DO THIS: Can you duplicate the records below, starting with the line that contains "[locate] the black license" and going on through the line that contains "[locate] the rear"?

>> Begin DATA PROVIDED

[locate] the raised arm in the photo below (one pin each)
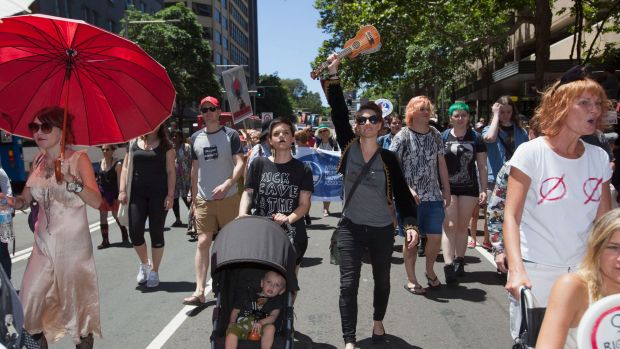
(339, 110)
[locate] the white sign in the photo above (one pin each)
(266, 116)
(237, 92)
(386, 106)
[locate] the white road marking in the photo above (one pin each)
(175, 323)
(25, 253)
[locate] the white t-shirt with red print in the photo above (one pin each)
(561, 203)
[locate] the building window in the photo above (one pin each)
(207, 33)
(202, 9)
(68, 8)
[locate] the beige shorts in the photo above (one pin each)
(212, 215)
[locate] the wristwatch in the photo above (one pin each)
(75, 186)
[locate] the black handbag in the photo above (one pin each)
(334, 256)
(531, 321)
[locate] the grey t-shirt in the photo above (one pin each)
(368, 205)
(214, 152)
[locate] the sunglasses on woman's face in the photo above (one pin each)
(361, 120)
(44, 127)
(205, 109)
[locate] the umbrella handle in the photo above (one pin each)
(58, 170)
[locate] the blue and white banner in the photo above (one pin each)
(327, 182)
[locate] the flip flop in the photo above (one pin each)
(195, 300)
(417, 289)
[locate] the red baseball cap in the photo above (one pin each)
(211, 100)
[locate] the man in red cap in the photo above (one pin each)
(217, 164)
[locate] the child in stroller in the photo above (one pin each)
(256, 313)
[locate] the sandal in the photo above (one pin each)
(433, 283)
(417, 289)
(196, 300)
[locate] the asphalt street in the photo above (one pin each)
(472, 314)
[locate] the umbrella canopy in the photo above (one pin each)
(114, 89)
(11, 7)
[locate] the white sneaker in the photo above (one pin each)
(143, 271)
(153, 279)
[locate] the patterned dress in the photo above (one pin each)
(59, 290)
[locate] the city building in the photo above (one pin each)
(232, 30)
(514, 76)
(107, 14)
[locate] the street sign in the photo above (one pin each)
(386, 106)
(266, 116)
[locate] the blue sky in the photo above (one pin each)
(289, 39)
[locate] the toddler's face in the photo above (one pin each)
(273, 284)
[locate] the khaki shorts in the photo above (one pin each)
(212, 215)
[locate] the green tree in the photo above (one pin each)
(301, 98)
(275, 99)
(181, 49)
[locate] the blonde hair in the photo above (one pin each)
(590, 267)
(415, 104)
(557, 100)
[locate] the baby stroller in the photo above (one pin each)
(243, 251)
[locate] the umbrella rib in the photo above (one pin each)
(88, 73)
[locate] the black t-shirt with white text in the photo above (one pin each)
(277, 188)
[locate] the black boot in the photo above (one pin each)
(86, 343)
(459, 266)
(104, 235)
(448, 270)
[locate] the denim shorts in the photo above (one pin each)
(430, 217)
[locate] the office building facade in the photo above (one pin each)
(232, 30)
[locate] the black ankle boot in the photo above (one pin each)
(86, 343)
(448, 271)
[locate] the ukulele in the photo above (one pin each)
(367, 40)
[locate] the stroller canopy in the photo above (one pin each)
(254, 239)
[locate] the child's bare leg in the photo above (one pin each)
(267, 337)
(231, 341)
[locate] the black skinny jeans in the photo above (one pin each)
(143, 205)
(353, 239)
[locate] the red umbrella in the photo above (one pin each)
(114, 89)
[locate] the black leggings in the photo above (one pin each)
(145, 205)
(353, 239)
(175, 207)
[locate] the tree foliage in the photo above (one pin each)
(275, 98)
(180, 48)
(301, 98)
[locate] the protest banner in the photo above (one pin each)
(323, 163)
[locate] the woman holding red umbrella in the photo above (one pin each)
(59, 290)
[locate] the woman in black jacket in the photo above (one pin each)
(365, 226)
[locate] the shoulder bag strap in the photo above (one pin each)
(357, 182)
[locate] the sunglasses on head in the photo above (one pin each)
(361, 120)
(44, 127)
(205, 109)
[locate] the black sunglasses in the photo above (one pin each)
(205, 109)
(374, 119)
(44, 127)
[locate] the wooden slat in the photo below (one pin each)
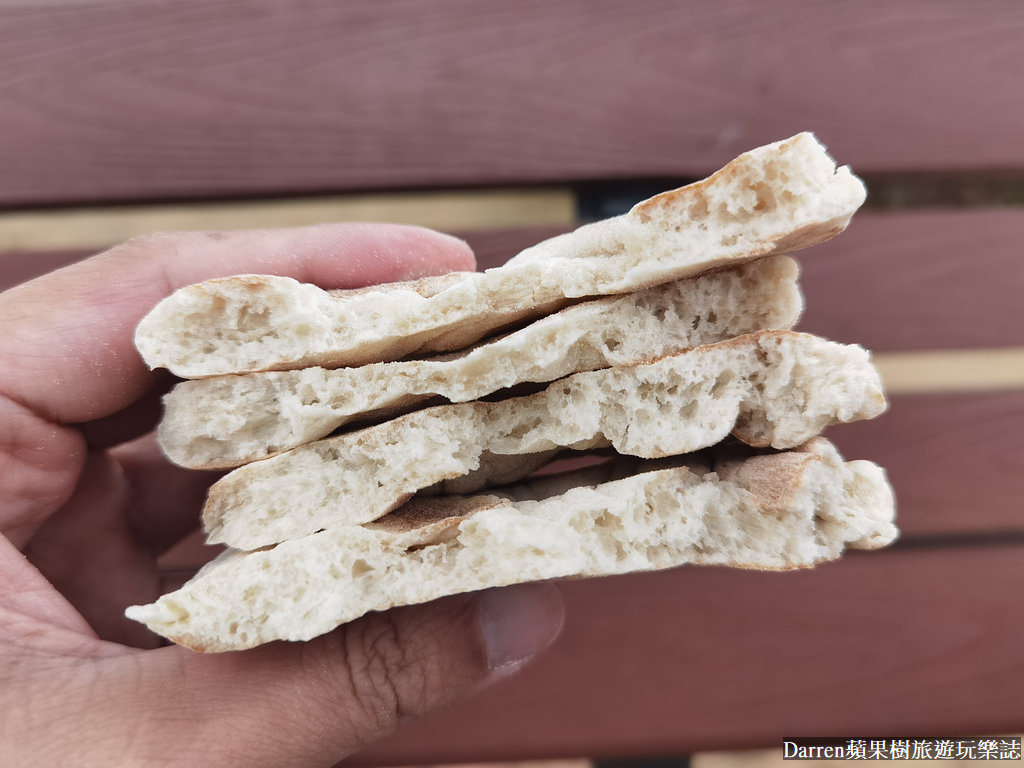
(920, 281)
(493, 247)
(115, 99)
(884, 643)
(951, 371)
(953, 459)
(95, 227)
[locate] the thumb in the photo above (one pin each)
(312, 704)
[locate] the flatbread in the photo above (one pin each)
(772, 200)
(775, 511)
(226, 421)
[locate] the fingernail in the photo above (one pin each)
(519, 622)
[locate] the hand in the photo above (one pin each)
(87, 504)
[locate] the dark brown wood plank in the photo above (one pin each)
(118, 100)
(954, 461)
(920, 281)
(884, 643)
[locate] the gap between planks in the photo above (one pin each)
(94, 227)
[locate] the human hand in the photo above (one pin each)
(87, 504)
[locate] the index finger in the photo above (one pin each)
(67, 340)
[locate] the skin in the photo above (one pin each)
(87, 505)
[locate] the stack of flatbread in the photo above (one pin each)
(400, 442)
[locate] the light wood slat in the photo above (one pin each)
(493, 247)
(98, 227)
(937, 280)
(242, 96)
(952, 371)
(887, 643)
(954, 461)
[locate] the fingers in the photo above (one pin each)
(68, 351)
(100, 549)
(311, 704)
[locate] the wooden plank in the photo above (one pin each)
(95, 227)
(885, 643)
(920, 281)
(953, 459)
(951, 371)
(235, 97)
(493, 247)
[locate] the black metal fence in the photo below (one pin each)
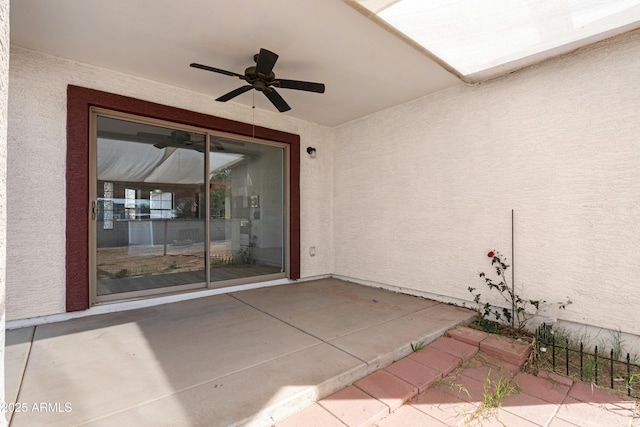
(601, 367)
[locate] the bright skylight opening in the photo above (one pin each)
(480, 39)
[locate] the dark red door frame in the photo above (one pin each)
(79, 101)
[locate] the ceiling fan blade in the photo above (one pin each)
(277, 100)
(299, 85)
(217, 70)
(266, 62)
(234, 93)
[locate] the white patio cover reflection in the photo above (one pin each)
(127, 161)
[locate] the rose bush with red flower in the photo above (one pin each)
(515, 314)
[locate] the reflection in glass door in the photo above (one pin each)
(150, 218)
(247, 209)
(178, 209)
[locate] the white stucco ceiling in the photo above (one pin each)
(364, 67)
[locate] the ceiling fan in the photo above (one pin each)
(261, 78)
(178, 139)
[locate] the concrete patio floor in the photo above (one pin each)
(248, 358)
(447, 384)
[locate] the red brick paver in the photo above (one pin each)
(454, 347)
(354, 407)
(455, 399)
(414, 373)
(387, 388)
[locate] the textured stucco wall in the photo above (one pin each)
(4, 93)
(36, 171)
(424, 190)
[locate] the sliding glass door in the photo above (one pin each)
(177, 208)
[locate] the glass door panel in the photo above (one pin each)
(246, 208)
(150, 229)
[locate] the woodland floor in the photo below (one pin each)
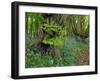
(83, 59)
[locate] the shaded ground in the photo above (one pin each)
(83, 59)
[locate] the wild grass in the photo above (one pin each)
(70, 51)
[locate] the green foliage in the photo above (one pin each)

>> End DATA PROVIDED
>> Begin DATA PROVIDED

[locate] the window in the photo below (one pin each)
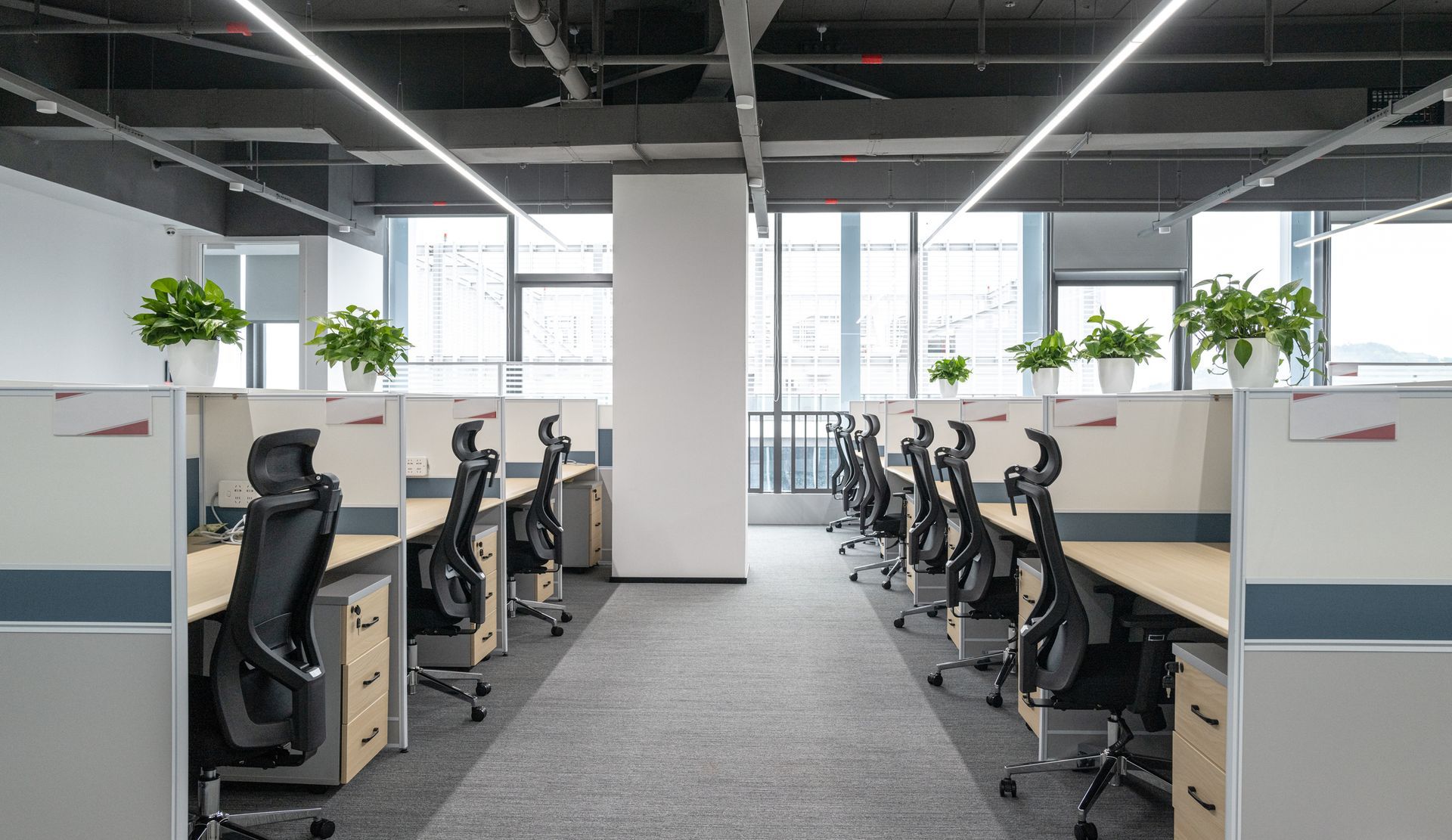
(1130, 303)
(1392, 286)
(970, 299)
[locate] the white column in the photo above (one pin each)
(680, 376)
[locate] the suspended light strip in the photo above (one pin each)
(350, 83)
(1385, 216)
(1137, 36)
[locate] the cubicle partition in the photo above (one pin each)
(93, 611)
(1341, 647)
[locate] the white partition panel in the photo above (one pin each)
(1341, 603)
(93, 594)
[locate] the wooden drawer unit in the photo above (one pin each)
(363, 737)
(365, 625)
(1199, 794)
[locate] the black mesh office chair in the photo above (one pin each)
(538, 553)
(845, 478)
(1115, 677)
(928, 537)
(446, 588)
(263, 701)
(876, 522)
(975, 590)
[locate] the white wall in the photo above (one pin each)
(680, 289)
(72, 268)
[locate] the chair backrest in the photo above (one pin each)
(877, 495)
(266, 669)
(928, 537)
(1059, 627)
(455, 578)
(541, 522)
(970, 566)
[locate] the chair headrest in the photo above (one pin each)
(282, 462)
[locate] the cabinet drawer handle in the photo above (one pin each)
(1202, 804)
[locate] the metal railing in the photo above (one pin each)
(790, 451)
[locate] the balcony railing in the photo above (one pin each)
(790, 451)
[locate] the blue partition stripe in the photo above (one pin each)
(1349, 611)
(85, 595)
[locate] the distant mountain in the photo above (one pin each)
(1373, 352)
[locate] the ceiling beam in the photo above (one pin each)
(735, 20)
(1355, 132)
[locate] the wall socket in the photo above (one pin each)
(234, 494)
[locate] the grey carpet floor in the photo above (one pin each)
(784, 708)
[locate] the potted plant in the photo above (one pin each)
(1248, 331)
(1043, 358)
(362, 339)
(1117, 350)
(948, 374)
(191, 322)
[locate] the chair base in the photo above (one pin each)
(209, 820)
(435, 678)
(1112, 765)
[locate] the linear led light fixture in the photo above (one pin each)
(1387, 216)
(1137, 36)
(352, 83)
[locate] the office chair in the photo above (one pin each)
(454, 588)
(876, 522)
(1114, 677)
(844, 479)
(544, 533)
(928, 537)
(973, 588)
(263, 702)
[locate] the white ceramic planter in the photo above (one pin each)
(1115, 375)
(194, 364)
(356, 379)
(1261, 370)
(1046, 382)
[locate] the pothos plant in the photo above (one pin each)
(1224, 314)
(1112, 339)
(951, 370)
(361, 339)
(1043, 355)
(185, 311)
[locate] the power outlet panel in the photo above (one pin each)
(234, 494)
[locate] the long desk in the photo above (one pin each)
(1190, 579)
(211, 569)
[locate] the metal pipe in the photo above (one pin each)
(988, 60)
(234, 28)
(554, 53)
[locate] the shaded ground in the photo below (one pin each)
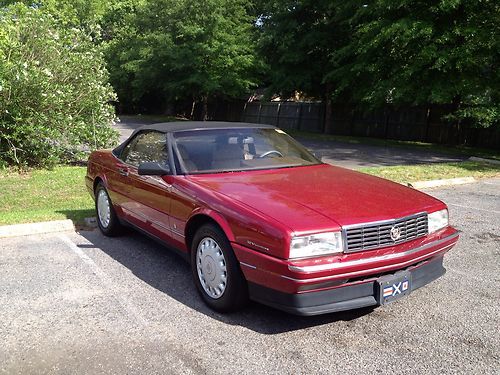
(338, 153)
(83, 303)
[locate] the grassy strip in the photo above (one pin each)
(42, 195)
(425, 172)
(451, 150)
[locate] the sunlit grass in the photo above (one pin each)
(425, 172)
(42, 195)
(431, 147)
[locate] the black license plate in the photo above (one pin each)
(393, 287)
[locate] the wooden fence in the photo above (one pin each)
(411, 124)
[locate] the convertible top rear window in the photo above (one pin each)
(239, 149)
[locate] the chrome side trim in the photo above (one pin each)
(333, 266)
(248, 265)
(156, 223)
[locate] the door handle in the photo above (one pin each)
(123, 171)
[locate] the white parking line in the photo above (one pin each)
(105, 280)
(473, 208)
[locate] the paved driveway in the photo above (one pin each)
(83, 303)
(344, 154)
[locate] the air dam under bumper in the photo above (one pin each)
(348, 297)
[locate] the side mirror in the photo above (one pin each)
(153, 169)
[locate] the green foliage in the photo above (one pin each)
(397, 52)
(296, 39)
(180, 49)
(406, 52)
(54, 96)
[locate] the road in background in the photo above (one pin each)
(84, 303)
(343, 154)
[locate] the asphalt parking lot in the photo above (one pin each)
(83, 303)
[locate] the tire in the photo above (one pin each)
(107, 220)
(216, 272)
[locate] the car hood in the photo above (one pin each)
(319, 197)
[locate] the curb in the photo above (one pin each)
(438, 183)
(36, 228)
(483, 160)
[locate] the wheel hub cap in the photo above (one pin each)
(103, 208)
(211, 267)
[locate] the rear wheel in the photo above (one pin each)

>> End DATA PROVIDED

EXERCISE ANSWER:
[locate] the black license plate in the photo above (one pin each)
(393, 287)
[locate] the wooden fence in the photo above (one pin each)
(411, 124)
[locate] the convertible top rear window in the photo above (one pin each)
(239, 149)
[locate] the chrome side trim in the photo above (one pin each)
(333, 266)
(248, 265)
(156, 223)
[locate] the door handle in the photo above (one pin each)
(123, 171)
[locate] the white parking line in the photo above (one pin each)
(105, 280)
(473, 208)
[locate] the paved driveway in the photo above (one pin each)
(83, 303)
(344, 154)
[locate] the air dam under bumper in the photo above (one pin each)
(348, 297)
[locate] the side mirror in the photo above (one pin each)
(153, 169)
[locate] the green foliage in the photo above (one pin each)
(397, 52)
(296, 39)
(180, 49)
(406, 52)
(54, 96)
[locate] the road in background in the photo above (one pin each)
(84, 303)
(343, 154)
[locate] the asphalt parking lot in the photo above (one pin each)
(83, 303)
[locate] the tire in the photo above (one pin each)
(107, 220)
(216, 272)
[locate] the car hood in the photo above (one pin each)
(319, 197)
[locate] the curb in the photo above (one pin each)
(438, 183)
(36, 228)
(483, 160)
[locate] the wheel hub cap in the photo above (one pin each)
(103, 208)
(211, 267)
[locate] the rear wheel in the photo above (one pin each)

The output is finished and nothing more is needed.